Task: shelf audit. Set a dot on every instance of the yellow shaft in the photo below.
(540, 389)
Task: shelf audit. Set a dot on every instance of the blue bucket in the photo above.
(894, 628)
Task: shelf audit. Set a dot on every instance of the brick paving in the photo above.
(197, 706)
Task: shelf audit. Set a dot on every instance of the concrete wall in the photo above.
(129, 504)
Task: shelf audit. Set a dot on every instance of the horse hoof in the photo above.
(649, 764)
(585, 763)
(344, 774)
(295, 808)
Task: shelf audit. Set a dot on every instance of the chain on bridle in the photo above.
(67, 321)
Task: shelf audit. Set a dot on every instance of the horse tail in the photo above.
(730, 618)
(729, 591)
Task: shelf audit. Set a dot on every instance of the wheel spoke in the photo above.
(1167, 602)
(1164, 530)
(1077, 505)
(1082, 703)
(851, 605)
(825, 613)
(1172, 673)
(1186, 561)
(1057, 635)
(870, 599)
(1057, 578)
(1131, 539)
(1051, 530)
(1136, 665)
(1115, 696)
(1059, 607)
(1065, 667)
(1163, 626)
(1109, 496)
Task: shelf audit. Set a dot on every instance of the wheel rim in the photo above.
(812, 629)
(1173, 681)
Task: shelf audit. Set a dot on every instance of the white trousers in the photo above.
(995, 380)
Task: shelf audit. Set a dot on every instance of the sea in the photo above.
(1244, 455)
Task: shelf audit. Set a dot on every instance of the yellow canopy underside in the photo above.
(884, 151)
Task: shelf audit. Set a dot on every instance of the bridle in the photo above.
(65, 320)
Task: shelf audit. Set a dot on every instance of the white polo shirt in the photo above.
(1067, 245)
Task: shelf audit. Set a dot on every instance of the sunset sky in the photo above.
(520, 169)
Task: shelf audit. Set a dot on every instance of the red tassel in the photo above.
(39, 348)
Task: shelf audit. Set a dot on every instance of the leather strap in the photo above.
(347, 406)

################

PROBLEM STATEMENT:
Can you rewrite the data from the line containing "tassel in the photo above." through the end of the data, substituting "canvas strap" for "leather strap" and leaving everything else unchanged?

ANSWER TO THE TASK:
Task: shelf audit. Set a dot on every instance of the red tassel in the photo above.
(39, 348)
Task: shelf audit. Set a dot on every instance of the canvas strap in the photo above.
(347, 406)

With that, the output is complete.